● Record extracts

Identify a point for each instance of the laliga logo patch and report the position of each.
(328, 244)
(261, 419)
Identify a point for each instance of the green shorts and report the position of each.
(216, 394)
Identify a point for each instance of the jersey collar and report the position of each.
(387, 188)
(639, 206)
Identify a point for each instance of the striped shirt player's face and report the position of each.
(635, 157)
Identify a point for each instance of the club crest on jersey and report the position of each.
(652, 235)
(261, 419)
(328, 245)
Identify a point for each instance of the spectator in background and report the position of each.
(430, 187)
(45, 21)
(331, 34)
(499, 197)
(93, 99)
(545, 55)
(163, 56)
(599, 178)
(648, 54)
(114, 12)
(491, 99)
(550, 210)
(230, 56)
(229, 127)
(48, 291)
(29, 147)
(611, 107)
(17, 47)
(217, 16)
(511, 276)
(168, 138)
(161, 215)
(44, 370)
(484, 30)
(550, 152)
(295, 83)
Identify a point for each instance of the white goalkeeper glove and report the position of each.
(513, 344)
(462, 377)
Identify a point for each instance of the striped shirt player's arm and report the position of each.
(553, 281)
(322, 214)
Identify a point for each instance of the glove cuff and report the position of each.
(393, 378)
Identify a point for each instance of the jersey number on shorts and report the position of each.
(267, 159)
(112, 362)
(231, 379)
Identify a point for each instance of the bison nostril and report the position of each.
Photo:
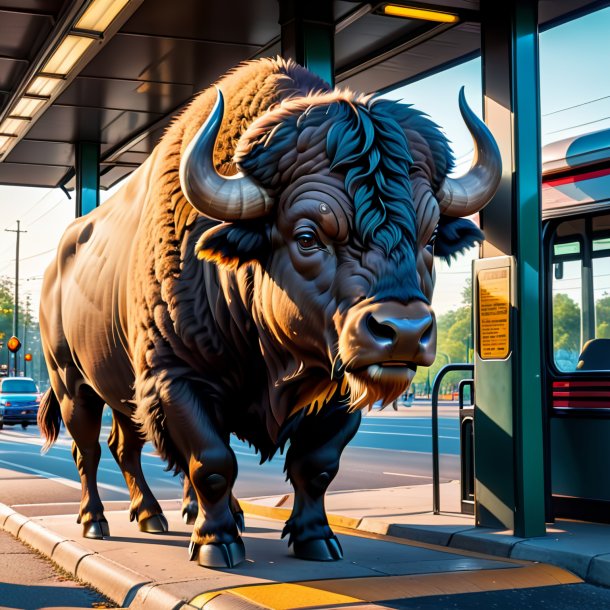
(384, 333)
(427, 334)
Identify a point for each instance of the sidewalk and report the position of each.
(389, 551)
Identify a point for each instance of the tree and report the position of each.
(602, 317)
(28, 333)
(566, 324)
(454, 340)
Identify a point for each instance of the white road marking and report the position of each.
(62, 480)
(402, 474)
(454, 438)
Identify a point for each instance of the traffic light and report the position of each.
(13, 344)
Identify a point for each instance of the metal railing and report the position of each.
(436, 486)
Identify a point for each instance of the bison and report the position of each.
(267, 272)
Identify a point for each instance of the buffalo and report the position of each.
(267, 272)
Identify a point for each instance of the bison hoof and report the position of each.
(215, 555)
(322, 549)
(240, 521)
(156, 524)
(189, 513)
(96, 529)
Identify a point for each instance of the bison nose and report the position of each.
(405, 333)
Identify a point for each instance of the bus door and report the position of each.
(577, 364)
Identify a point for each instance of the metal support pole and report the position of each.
(16, 304)
(511, 222)
(308, 34)
(87, 177)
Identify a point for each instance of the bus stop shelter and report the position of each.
(88, 86)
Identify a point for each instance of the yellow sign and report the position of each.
(494, 313)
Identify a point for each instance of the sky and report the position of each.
(575, 98)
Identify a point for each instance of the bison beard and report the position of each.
(266, 272)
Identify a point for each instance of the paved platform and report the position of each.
(390, 552)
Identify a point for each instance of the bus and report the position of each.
(576, 314)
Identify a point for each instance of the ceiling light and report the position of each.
(100, 14)
(45, 85)
(67, 54)
(5, 142)
(12, 126)
(408, 12)
(27, 107)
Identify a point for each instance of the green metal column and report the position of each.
(308, 34)
(87, 177)
(512, 227)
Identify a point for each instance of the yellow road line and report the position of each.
(336, 592)
(349, 527)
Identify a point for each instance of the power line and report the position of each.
(599, 99)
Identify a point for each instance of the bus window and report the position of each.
(601, 286)
(567, 306)
(581, 296)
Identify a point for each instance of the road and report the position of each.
(390, 449)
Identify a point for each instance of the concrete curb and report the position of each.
(122, 585)
(593, 567)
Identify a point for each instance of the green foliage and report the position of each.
(602, 317)
(454, 344)
(566, 324)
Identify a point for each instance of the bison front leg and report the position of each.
(207, 459)
(126, 446)
(190, 506)
(312, 463)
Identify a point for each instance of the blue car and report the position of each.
(19, 401)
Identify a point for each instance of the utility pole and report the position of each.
(25, 345)
(16, 305)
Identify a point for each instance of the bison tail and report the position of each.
(49, 419)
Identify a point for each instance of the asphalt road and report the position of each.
(389, 450)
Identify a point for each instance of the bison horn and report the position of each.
(224, 198)
(471, 192)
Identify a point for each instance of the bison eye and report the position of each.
(307, 240)
(432, 239)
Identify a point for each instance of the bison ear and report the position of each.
(232, 244)
(454, 236)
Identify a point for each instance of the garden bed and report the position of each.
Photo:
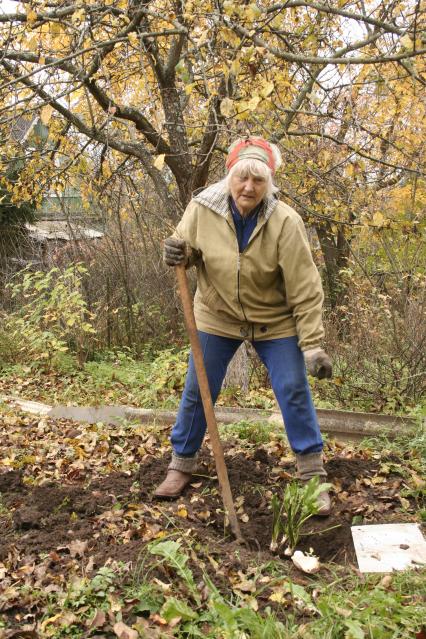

● Aim of the task
Exact reproduction of the entries above is required, with pictures excluded.

● Written answer
Identify a point for each instance of the laliga logo patch and report the position of each.
(328, 244)
(261, 419)
Identify a point for each instance of the green shorts and report the position of each.
(216, 394)
Identify a point for each instance of the jersey collar and report the position of each.
(387, 188)
(639, 206)
Identify a point for each instance of the striped shirt player's face and report the position of each.
(635, 157)
Identify a point for each instance of the club crest on jersey and report the position of each.
(652, 235)
(261, 419)
(328, 245)
Identify a point for each instance of the spectator in background and report the position of each.
(430, 187)
(45, 21)
(331, 34)
(499, 197)
(93, 99)
(545, 55)
(163, 56)
(599, 178)
(648, 54)
(114, 12)
(491, 99)
(550, 210)
(230, 56)
(229, 127)
(48, 291)
(29, 147)
(611, 107)
(17, 47)
(217, 16)
(511, 276)
(168, 138)
(161, 215)
(44, 370)
(484, 30)
(550, 152)
(295, 83)
Identify a point for each instance of the white goalkeeper glove and report the position of each.
(513, 344)
(462, 377)
Identify a point for each instance of the striped shirt player's arm and report the position of each.
(553, 281)
(322, 214)
Identify a point for each instance of the glove cuff and report the position of each.
(393, 378)
Identify a point for each instance of the jersey number on shorts and report the position of each.
(267, 159)
(112, 362)
(231, 379)
Identify a point for each instance of the bison nostril and report the position of each.
Photo:
(384, 333)
(427, 334)
Identify a point for each instance of the sidewalk and report the position of each.
(389, 551)
Identify a point for each instance of the tree and report the position of each.
(602, 317)
(28, 333)
(566, 324)
(454, 340)
Identify a point for each instance of the white road marking and report the position of each.
(62, 480)
(402, 474)
(454, 438)
Identify a point for each instance of the traffic light and report the position of each.
(13, 344)
Identify a point for each instance of the metal railing and report the position of each.
(436, 486)
Identify a point for each instance of the bison and report the position of each.
(267, 272)
Identify a point for each instance of the buffalo and report the position of each.
(267, 272)
Identify a point for each instance of the bison hoof and report the position of each.
(215, 555)
(322, 549)
(240, 521)
(156, 524)
(189, 513)
(96, 529)
Identify a point for each instance of the bison nose and report the position of each.
(405, 333)
Identify a point for each instance of the bus door and report the position of each.
(577, 364)
Identify a point for each instance of the metal support pole and report the position of each.
(16, 304)
(511, 222)
(308, 34)
(87, 177)
Identify a point for each instance of the bus stop shelter and report the position of each.
(88, 86)
Identify a point for each instance of the yellow sign and report the position of each.
(494, 313)
Identify a point for each instance of the sky and report the position of each.
(575, 98)
Identify a point for each instance of the bison beard and report the position of each.
(266, 272)
Identify a point for each instance of the paved platform and report the position of each.
(390, 552)
Identify a point for each instance of the bus and report the position of each.
(576, 314)
Identify a point for each instance of the ceiling light and report the position of each.
(100, 14)
(45, 85)
(67, 54)
(5, 142)
(12, 126)
(408, 12)
(27, 107)
Identify a point for each instance of the green metal column and report the position of each.
(308, 34)
(87, 177)
(512, 227)
Identify a point for each instance of the yellow road line and report the position of each.
(336, 592)
(349, 527)
Identify a point for each instance of the power line and report the position of each.
(599, 99)
Identify a point for each instance of the bus window and report the position of each.
(601, 286)
(567, 306)
(581, 296)
Identify a point for each instance of the road and report the position of each.
(390, 449)
Identify a point for each instance of the concrete curb and report the position of each.
(122, 585)
(593, 567)
Identify a point for each instance of the green foliage and report the position of each.
(602, 317)
(454, 344)
(566, 324)
Identify a point for each instance of the bison front leg and report the position of each.
(207, 459)
(126, 446)
(190, 506)
(312, 463)
Identify a point for each instance of the blue car and report the position of each.
(19, 401)
Identify a point for each instance of the utility pole and report the position of each.
(25, 345)
(16, 305)
Identify a point for each instance of the bison tail and report the position of each.
(49, 419)
Identify a point for each instance of the asphalt road and report the position of each.
(389, 450)
Identify a point for each instance of the bison horn and report the position of each.
(224, 198)
(471, 192)
Identify a point for each instance of the bison eye and report the position of each.
(307, 240)
(432, 239)
Identify a point for each instance of the bison ear and report the position of each.
(232, 244)
(454, 236)
Identify a point for each instance of the garden bed and report the position of each.
Photo:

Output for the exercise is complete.